TASK TO CARRY OUT:
In the data, find the word "beak" and copy out every line that has it.

Referring expression pointing data:
************

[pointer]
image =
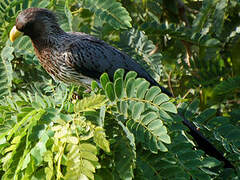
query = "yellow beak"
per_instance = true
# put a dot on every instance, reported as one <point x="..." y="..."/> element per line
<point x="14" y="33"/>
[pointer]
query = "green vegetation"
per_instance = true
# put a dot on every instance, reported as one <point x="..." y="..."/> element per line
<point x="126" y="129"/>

************

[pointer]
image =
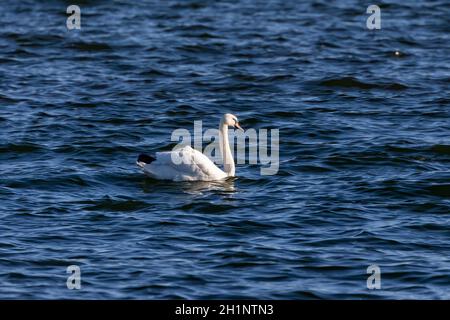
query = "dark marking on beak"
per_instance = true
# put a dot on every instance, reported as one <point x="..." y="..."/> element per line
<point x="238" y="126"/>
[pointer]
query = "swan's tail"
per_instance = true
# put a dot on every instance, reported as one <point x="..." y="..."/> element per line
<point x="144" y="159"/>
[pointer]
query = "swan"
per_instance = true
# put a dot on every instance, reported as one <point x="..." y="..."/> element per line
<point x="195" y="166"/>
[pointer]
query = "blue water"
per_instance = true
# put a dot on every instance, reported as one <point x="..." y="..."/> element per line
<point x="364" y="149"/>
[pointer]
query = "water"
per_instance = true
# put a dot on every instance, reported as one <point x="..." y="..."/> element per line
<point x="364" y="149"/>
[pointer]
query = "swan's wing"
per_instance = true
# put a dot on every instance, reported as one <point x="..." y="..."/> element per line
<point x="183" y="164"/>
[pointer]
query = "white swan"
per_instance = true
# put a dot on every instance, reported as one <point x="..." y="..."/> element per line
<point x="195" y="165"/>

************

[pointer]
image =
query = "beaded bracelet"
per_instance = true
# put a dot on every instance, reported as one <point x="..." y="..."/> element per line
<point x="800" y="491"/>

************

ANSWER FOR THIS EXERCISE:
query = "yellow beak"
query = "dark marking on beak"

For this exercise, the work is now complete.